**Requirement:** Gather every line of the material that contains the word "premier", and copy each one in full.
● ● ● ● ●
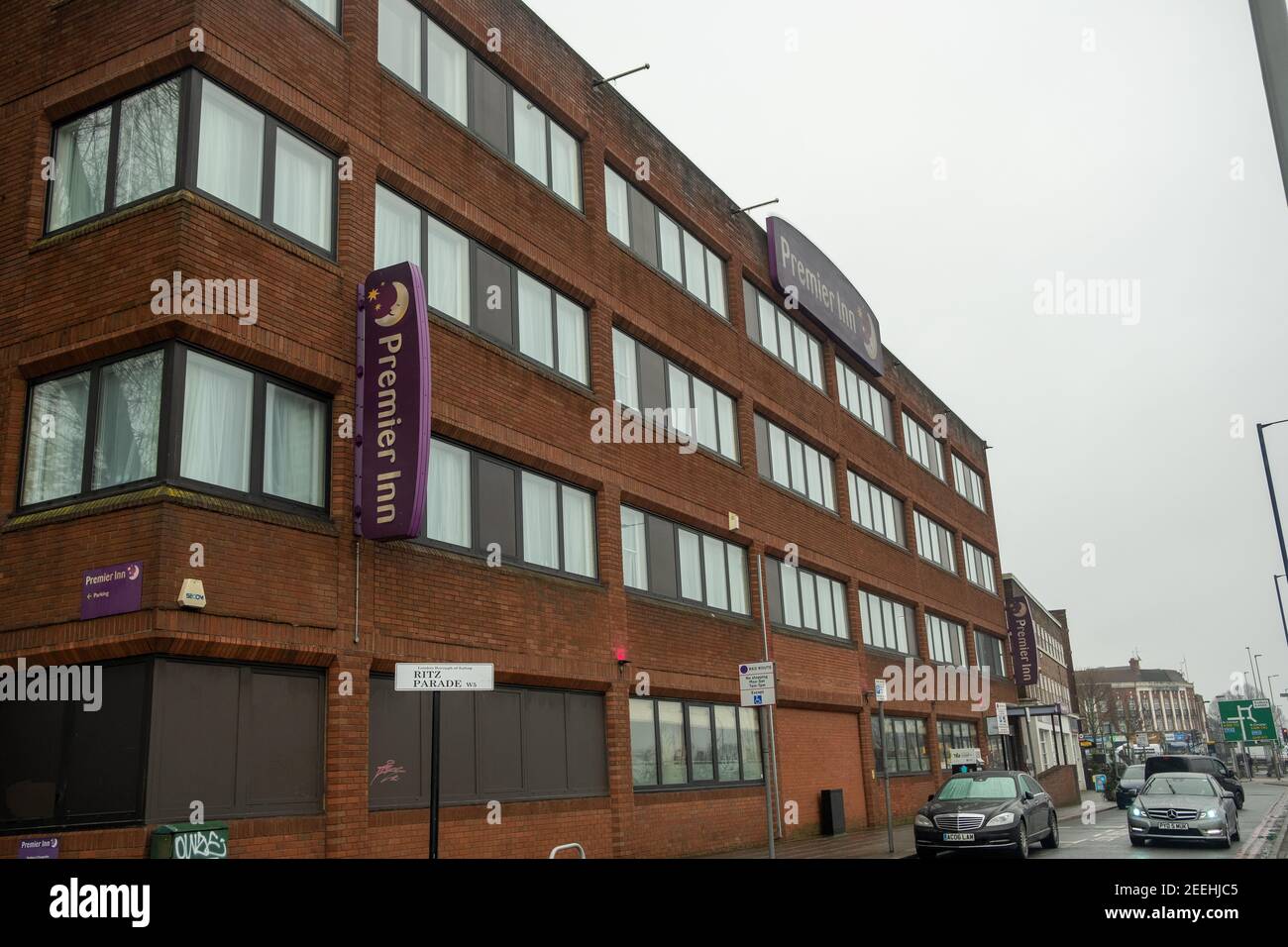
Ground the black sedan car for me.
[913,770,1060,858]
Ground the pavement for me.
[704,789,1113,858]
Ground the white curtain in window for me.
[22,371,89,504]
[49,108,112,231]
[425,20,469,125]
[376,0,421,90]
[179,352,254,492]
[90,351,163,489]
[116,78,179,207]
[559,485,595,579]
[376,184,421,269]
[425,440,471,548]
[523,471,559,569]
[265,384,327,506]
[512,91,550,184]
[273,128,334,250]
[425,217,471,325]
[555,292,590,385]
[197,80,265,217]
[519,271,555,368]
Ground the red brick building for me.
[0,0,1015,857]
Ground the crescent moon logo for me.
[376,281,411,329]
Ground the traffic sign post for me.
[394,664,496,861]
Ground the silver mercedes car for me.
[1127,773,1239,848]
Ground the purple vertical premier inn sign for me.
[1006,595,1038,686]
[353,263,429,540]
[765,217,885,374]
[81,562,143,621]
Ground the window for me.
[377,0,581,210]
[903,415,944,479]
[756,415,836,513]
[912,510,957,573]
[926,612,969,668]
[859,588,917,655]
[613,329,738,464]
[765,558,850,640]
[935,720,979,770]
[872,716,930,776]
[836,357,894,443]
[742,279,825,391]
[622,506,750,614]
[47,76,181,232]
[368,674,608,809]
[376,184,590,385]
[631,697,763,789]
[953,454,986,510]
[21,344,331,509]
[975,630,1006,678]
[604,164,729,321]
[962,540,997,595]
[425,438,596,579]
[845,471,909,546]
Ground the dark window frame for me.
[43,67,340,263]
[422,434,600,585]
[14,339,335,519]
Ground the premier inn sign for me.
[353,263,430,540]
[767,217,885,374]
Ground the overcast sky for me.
[528,0,1288,698]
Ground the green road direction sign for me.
[1218,699,1275,743]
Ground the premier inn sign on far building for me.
[765,217,885,374]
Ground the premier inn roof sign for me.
[353,263,430,540]
[765,217,885,374]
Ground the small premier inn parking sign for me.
[353,263,430,540]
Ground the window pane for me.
[424,17,468,125]
[657,211,684,282]
[684,231,707,301]
[631,697,657,786]
[657,701,690,786]
[550,123,581,207]
[561,487,595,579]
[707,250,729,316]
[622,506,648,588]
[715,704,742,783]
[555,292,590,384]
[376,184,422,271]
[512,91,550,184]
[613,329,640,410]
[22,371,89,504]
[273,129,335,250]
[690,707,715,783]
[425,440,471,549]
[425,215,471,325]
[725,543,751,614]
[604,164,631,245]
[519,273,555,368]
[677,530,702,601]
[49,107,112,231]
[523,471,559,569]
[376,0,421,90]
[265,382,327,506]
[702,536,729,608]
[90,351,164,489]
[116,78,179,207]
[179,352,254,492]
[738,707,763,780]
[197,80,265,218]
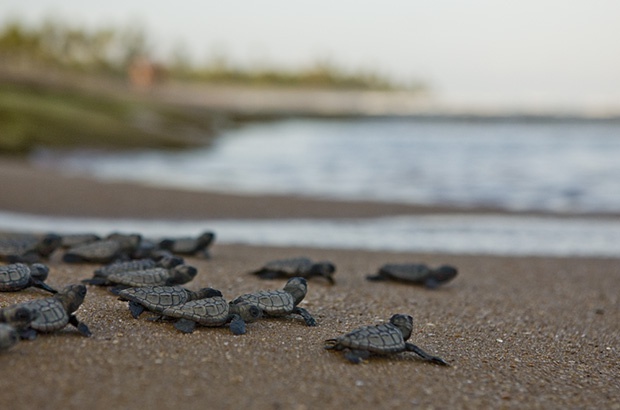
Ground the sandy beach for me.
[0,158,620,409]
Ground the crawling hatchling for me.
[0,234,61,263]
[231,277,316,326]
[118,286,222,319]
[250,257,336,285]
[0,323,19,352]
[62,234,142,263]
[0,263,57,293]
[325,314,448,365]
[366,263,458,289]
[158,231,215,258]
[162,296,262,335]
[0,285,91,340]
[82,256,183,286]
[107,265,198,294]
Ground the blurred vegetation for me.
[0,20,422,153]
[0,20,423,90]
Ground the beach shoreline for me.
[0,158,620,409]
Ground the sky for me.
[0,0,620,111]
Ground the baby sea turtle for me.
[325,314,448,365]
[82,256,183,286]
[231,277,316,326]
[60,233,101,249]
[159,231,215,258]
[118,286,222,319]
[62,234,142,263]
[107,265,198,294]
[0,323,19,351]
[250,257,336,285]
[162,296,262,335]
[1,285,91,340]
[0,234,61,263]
[0,263,57,293]
[366,263,458,289]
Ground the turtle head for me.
[30,263,50,282]
[192,288,222,299]
[310,261,336,285]
[228,301,263,323]
[54,284,86,314]
[167,265,198,285]
[37,233,62,256]
[390,314,413,340]
[284,276,308,306]
[427,265,458,288]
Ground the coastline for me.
[0,158,620,409]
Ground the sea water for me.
[18,118,620,257]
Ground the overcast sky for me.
[0,0,620,107]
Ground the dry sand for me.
[0,160,620,409]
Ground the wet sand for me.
[0,159,620,409]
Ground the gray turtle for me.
[162,296,262,335]
[325,314,448,365]
[0,263,57,293]
[159,231,215,258]
[0,234,61,263]
[60,233,101,249]
[0,305,38,334]
[366,263,458,289]
[82,256,183,286]
[118,286,222,319]
[107,265,198,294]
[0,323,19,351]
[0,285,91,340]
[62,234,142,263]
[231,277,316,326]
[250,257,336,285]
● ● ● ● ●
**Correct answer:**
Ground the purple vertical premier inn sign for me.
Ground the premier inn sign for me.
Ground the premier inn sign on far building for me.
Ground the premier inn roof sign for me.
Ground the small premier inn parking sign for me.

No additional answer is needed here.